━━━━━ STORED DATA ━━━━━

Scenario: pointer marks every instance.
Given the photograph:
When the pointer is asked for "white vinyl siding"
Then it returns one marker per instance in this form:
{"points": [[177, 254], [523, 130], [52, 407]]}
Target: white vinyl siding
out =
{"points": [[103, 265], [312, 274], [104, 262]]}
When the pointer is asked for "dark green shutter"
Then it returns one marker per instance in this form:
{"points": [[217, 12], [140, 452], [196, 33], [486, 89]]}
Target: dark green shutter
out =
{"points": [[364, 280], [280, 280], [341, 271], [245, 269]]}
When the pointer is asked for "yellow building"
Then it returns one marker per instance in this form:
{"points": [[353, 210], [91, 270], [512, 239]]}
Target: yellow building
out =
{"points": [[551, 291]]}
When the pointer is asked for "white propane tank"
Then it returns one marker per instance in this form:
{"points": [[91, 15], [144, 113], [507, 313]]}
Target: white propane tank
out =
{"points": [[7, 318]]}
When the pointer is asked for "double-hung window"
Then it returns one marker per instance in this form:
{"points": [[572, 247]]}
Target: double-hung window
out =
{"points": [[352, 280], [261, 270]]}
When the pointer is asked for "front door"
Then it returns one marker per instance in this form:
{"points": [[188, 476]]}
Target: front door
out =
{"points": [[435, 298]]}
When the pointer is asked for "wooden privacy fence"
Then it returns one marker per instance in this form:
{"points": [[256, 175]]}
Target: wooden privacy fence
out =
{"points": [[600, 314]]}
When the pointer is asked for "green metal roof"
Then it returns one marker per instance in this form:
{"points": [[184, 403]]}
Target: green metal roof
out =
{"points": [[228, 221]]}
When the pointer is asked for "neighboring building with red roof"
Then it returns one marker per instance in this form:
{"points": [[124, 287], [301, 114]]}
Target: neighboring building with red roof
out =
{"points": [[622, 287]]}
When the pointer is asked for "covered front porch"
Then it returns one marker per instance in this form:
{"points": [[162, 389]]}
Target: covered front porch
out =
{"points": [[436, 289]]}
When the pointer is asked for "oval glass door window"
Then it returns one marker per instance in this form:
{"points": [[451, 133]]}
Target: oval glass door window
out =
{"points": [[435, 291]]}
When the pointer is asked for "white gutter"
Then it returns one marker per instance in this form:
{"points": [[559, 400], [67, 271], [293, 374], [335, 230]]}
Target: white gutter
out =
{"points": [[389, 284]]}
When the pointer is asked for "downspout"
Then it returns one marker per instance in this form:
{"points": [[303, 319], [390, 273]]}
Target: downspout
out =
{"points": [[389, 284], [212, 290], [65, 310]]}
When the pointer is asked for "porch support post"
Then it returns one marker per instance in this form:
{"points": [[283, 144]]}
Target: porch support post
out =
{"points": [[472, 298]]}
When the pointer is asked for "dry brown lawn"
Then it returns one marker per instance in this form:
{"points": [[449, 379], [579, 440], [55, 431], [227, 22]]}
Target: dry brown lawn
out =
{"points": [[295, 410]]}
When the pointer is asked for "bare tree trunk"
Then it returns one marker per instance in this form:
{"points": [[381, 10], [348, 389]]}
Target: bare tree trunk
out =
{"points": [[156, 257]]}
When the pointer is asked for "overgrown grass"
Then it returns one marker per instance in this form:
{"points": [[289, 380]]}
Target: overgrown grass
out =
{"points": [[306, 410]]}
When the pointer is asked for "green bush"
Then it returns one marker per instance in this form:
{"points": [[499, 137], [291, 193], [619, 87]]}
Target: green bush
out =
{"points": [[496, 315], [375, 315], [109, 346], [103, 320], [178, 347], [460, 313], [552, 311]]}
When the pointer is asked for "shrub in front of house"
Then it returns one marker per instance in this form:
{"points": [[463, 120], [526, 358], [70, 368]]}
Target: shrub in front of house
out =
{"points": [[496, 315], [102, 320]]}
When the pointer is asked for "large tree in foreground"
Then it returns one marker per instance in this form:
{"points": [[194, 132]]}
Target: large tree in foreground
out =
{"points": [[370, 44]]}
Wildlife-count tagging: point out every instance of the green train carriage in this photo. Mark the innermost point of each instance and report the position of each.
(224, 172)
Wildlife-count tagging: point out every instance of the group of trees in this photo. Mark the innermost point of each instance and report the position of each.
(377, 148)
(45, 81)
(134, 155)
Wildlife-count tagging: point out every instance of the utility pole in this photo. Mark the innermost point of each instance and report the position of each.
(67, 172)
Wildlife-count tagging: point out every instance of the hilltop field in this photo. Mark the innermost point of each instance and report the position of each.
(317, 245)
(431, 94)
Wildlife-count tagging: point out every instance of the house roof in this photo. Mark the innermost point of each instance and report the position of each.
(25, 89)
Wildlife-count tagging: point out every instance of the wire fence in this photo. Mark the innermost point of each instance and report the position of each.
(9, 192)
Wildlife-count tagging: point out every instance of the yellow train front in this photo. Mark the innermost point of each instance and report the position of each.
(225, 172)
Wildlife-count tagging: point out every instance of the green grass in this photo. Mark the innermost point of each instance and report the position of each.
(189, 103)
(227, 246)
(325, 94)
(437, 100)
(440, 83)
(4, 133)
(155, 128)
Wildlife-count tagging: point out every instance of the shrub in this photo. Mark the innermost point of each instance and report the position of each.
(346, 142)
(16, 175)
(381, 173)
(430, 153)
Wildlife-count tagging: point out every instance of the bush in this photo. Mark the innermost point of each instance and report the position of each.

━━━━━

**WHAT TO DO**
Rescale the records from the line with "Wildlife-count tagging: point out every instance of the shrub" through the end of the records, writing out only those lines again, requests included, with every coordinate in the answers multiplied by 1.2 and rounded to a whole number, halves rounded up.

**FINAL RESULT**
Wildlife-count tagging: point out every instance of the shrub in this photo. Mark the innermost point of each instance and report the position of each.
(415, 170)
(19, 210)
(457, 208)
(516, 184)
Wildlife-count tagging: point out every instance of the bush in this photo. Mark the innermost point of each instance and report the position of each.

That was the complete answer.